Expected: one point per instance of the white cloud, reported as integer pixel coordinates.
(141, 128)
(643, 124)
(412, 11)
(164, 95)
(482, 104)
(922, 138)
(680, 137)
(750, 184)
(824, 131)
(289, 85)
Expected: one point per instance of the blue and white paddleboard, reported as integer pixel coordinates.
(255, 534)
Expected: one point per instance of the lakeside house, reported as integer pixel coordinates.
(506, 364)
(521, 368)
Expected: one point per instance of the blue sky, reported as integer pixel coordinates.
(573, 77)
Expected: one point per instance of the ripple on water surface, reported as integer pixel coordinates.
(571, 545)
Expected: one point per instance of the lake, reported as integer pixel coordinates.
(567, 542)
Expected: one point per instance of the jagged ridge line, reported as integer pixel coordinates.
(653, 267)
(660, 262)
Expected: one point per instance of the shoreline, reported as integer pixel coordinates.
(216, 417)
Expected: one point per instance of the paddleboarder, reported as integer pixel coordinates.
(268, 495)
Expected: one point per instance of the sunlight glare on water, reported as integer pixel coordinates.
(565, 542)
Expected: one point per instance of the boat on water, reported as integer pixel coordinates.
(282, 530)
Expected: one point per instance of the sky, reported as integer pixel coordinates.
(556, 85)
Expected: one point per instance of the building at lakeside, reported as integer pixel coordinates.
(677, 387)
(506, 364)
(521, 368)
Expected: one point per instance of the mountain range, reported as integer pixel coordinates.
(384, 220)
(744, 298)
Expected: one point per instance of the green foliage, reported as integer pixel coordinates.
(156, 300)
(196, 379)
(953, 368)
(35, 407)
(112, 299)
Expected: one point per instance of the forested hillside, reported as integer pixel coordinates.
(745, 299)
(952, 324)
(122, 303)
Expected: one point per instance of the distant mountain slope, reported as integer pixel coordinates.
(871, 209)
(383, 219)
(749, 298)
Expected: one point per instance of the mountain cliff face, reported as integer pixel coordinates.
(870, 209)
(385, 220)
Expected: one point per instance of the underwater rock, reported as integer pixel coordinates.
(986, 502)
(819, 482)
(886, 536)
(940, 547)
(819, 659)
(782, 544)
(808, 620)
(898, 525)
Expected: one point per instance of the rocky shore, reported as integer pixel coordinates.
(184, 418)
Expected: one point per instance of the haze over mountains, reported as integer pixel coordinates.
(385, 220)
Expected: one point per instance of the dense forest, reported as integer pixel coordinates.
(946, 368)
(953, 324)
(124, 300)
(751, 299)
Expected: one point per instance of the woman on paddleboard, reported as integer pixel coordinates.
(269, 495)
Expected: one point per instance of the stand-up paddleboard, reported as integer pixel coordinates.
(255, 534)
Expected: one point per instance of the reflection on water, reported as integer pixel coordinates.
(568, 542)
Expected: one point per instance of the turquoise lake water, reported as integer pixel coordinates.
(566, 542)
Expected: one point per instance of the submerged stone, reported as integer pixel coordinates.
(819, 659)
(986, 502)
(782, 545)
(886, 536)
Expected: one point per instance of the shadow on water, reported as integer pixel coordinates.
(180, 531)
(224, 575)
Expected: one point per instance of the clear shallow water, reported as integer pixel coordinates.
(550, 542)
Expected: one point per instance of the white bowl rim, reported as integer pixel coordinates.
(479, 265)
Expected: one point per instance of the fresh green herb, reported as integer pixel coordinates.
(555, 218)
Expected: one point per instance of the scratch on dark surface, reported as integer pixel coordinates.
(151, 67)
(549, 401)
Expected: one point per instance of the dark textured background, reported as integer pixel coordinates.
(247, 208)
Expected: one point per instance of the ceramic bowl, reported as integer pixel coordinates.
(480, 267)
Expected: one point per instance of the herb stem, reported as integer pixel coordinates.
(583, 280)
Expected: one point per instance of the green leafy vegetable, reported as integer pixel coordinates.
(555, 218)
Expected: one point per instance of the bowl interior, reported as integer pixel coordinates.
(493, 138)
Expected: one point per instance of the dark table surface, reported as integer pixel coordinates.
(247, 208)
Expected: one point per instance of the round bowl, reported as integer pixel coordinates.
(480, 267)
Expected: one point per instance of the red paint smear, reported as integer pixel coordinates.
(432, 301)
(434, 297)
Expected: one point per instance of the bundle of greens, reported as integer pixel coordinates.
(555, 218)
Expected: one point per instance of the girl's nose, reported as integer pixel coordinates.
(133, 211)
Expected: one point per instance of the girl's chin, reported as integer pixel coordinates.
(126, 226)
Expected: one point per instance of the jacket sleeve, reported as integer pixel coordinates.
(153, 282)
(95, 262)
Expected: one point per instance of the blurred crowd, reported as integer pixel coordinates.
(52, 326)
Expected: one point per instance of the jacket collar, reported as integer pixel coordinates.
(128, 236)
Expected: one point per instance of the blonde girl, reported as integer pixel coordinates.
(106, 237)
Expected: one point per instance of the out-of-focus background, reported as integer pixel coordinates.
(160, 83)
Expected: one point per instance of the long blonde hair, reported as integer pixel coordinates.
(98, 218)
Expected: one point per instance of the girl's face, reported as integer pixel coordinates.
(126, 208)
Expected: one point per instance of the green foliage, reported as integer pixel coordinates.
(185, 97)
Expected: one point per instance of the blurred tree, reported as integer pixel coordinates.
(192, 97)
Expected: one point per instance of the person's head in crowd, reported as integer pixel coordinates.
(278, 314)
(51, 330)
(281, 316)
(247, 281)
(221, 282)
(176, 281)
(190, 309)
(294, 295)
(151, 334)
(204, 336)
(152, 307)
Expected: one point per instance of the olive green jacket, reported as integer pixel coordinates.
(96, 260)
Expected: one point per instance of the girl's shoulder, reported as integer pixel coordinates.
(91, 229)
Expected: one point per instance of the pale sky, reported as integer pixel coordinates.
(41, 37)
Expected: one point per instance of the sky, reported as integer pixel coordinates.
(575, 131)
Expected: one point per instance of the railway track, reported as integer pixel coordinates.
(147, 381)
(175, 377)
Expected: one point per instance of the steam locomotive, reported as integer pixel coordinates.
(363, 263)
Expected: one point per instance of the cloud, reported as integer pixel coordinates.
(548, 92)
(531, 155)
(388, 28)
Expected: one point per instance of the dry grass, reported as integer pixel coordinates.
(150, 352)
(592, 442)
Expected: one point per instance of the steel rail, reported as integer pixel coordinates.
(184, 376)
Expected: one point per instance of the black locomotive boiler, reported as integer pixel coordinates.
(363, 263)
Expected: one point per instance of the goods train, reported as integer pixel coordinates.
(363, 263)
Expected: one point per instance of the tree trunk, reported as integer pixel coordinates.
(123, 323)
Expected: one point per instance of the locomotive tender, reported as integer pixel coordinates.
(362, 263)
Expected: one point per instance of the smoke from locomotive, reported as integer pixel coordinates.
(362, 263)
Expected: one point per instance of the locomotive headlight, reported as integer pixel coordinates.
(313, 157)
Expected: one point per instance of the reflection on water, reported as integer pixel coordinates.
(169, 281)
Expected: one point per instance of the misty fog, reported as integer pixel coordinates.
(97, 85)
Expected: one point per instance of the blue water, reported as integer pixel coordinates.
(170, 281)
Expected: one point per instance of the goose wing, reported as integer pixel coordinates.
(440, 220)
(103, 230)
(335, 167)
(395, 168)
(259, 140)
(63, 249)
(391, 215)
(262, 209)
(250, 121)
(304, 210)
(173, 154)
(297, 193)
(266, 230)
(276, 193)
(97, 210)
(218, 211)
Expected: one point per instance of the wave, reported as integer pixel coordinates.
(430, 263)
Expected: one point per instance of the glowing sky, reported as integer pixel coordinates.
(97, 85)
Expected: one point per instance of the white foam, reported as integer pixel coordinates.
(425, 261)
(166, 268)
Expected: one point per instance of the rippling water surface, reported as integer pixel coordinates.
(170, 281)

[Exercise task]: Copy out all of the material above word for word, keeping every line in its original order.

[Result for this task]:
Expected: one point per instance of the white cloud, reported as integer pixel coordinates.
(141, 128)
(643, 124)
(412, 11)
(164, 95)
(482, 104)
(922, 138)
(680, 137)
(750, 184)
(824, 131)
(289, 85)
Expected: one point per instance of the blue and white paddleboard, reported as integer pixel coordinates.
(255, 534)
Expected: one point per instance of the lakeside house, reported as integer pixel coordinates.
(506, 364)
(521, 368)
Expected: one point per instance of the blue sky, reported as integer pixel coordinates.
(573, 77)
Expected: one point per instance of the ripple on water surface, reported as integer pixel coordinates.
(571, 545)
Expected: one point per instance of the lake, reported as integer pixel coordinates.
(567, 542)
Expected: one point per instance of the jagged ridge line, reported as integer pixel coordinates.
(653, 267)
(660, 262)
Expected: one point per instance of the shoreline, reported as integer pixel coordinates.
(216, 417)
Expected: one point per instance of the paddleboarder, reported as integer pixel coordinates.
(268, 495)
Expected: one point per instance of the sunlight glare on water, reported as integer pixel coordinates.
(565, 542)
Expected: one point per instance of the boat on water, reported as integer pixel coordinates.
(282, 530)
Expected: one point per instance of the sky, reported as integer pixel coordinates.
(556, 85)
Expected: one point per instance of the building at lakeside, reported as integer pixel coordinates.
(677, 387)
(506, 364)
(521, 368)
Expected: one point per instance of the mountain range, reported as integer pixel coordinates.
(384, 220)
(744, 298)
Expected: one point per instance of the green foliage, reported as integer pixel coordinates.
(156, 300)
(196, 379)
(953, 368)
(35, 407)
(112, 299)
Expected: one point per instance of the forested hillside, reported as integer pixel coordinates.
(745, 299)
(952, 324)
(122, 303)
Expected: one point per instance of the distant mountain slope, reported as integer pixel coordinates.
(871, 209)
(383, 219)
(749, 298)
Expected: one point per instance of the mountain cliff face, reported as integer pixel coordinates.
(870, 209)
(385, 220)
Expected: one point per instance of the underwater rock, reported as integer pixel coordinates.
(986, 502)
(819, 482)
(886, 536)
(940, 547)
(819, 659)
(782, 544)
(808, 620)
(898, 525)
Expected: one point per instance of the rocky shore, reported as integer pixel coordinates.
(184, 418)
Expected: one point per instance of the haze over mountains, reported as integer pixel coordinates.
(385, 220)
Expected: one point per instance of the dense forest, reported as integer pixel coordinates.
(946, 368)
(953, 324)
(124, 300)
(751, 299)
Expected: one point per instance of the woman on paddleboard, reported as integer pixel coordinates.
(269, 495)
Expected: one point per instance of the stand-up paddleboard, reported as integer pixel coordinates.
(255, 534)
Expected: one point per instance of the reflection on water, reported as integer pixel coordinates.
(568, 542)
Expected: one point per instance of the turquoise lake water, reported as integer pixel coordinates.
(566, 542)
Expected: one point per instance of the submerged stone, reported as integer pixel coordinates.
(819, 659)
(986, 502)
(782, 545)
(886, 536)
Expected: one point per instance of the shadow on water, reported as integer pixel coordinates.
(180, 531)
(224, 575)
Expected: one point per instance of the clear shallow water, reported as integer pixel coordinates.
(550, 542)
Expected: one point per instance of the white bowl rim, reported as integer pixel coordinates.
(479, 265)
Expected: one point per instance of the fresh green herb, reported as integer pixel coordinates.
(555, 218)
Expected: one point per instance of the scratch on dark surface, reported as integer pixel coordinates.
(151, 67)
(549, 401)
Expected: one point per instance of the dark textured background, reported as integer pixel coordinates.
(247, 208)
Expected: one point per instance of the ceramic bowl, reported as integer pixel coordinates.
(480, 267)
Expected: one point per instance of the herb stem, reported as integer pixel coordinates.
(583, 280)
Expected: one point per instance of the green leafy vegetable, reported as integer pixel coordinates.
(555, 218)
Expected: one point per instance of the bowl interior, reported as integer pixel coordinates.
(493, 138)
Expected: one point per instance of the dark table surface, reported as integer pixel coordinates.
(247, 208)
Expected: one point per instance of the round bowl, reported as integer pixel coordinates.
(480, 267)
Expected: one point per instance of the red paint smear, reported as integer pixel coordinates.
(432, 301)
(434, 297)
Expected: one point per instance of the bundle of greens, reported as integer pixel coordinates.
(555, 218)
Expected: one point per instance of the girl's nose, reported as integer pixel coordinates.
(133, 211)
Expected: one point per instance of the girl's chin, reported as integer pixel coordinates.
(126, 226)
Expected: one point per instance of the jacket sleeve, reported as integer pixel coordinates.
(153, 282)
(95, 262)
Expected: one point per instance of the blurred crowd, reported as integer pixel coordinates.
(52, 326)
Expected: one point per instance of the jacket collar, reported as integer pixel coordinates.
(128, 236)
Expected: one point per instance of the blonde girl, reported as integer pixel coordinates.
(106, 237)
Expected: one point per instance of the out-of-focus background, reported as integer pixel coordinates.
(160, 83)
Expected: one point per instance of the long blonde hair, reported as integer pixel coordinates.
(98, 218)
Expected: one point per instance of the girl's face, reported as integer pixel coordinates.
(126, 208)
Expected: one point per instance of the green foliage, reported as integer pixel coordinates.
(185, 97)
Expected: one point per instance of the blurred tree, reported as integer pixel coordinates.
(192, 97)
Expected: one point per instance of the person's head in crowd, reported as integer pixel coordinates.
(278, 314)
(51, 330)
(281, 316)
(247, 281)
(221, 282)
(176, 281)
(190, 309)
(294, 295)
(151, 334)
(204, 336)
(152, 307)
Expected: one point per instance of the olive green jacket, reported as integer pixel coordinates.
(96, 260)
Expected: one point per instance of the girl's shoulder, reported as integer pixel coordinates.
(91, 229)
Expected: one point per instance of the pale sky, reported as integer pixel coordinates.
(41, 37)
Expected: one point per instance of the sky, reported as integer pixel coordinates.
(575, 131)
Expected: one point per instance of the railway track, reported as integer pixel coordinates.
(147, 381)
(175, 377)
Expected: one point per instance of the steam locomotive, reported as integer pixel coordinates.
(363, 263)
Expected: one point per instance of the cloud, reported as integer pixel coordinates.
(548, 92)
(531, 155)
(388, 28)
Expected: one point per instance of the dry grass, reported as integer pixel coordinates.
(150, 352)
(592, 442)
Expected: one point per instance of the steel rail, reported as integer pixel coordinates.
(184, 376)
Expected: one point per instance of the black locomotive boiler, reported as integer pixel coordinates.
(363, 263)
Expected: one point per instance of the goods train, reported as integer pixel coordinates.
(363, 263)
Expected: one point per instance of the tree trunk, reported as integer pixel coordinates.
(123, 323)
Expected: one point per instance of the locomotive tender, reported as integer pixel coordinates.
(362, 263)
Expected: one point per instance of the smoke from locomotive, reported as integer pixel coordinates.
(362, 263)
Expected: one point per instance of the locomotive headlight, reported as integer pixel coordinates.
(313, 157)
Expected: one point per instance of the reflection on water, reported as integer pixel coordinates.
(169, 281)
Expected: one point per instance of the misty fog, reported as integer pixel coordinates.
(97, 85)
Expected: one point per instance of the blue water, reported as integer pixel coordinates.
(170, 281)
Expected: one point per instance of the goose wing, reported as integer pixel coordinates.
(440, 220)
(103, 230)
(335, 167)
(395, 168)
(259, 140)
(63, 249)
(391, 215)
(262, 209)
(250, 121)
(304, 210)
(173, 154)
(297, 193)
(266, 230)
(276, 193)
(97, 210)
(218, 211)
Expected: one point per instance of the wave, reported as integer pixel coordinates.
(430, 263)
Expected: one point per instance of the glowing sky, reported as integer pixel coordinates.
(97, 85)
Expected: one point per instance of the white foam, reported as integer pixel coordinates.
(425, 261)
(166, 268)
Expected: one point per instance of the rippling water surface, reported as integer pixel coordinates.
(170, 281)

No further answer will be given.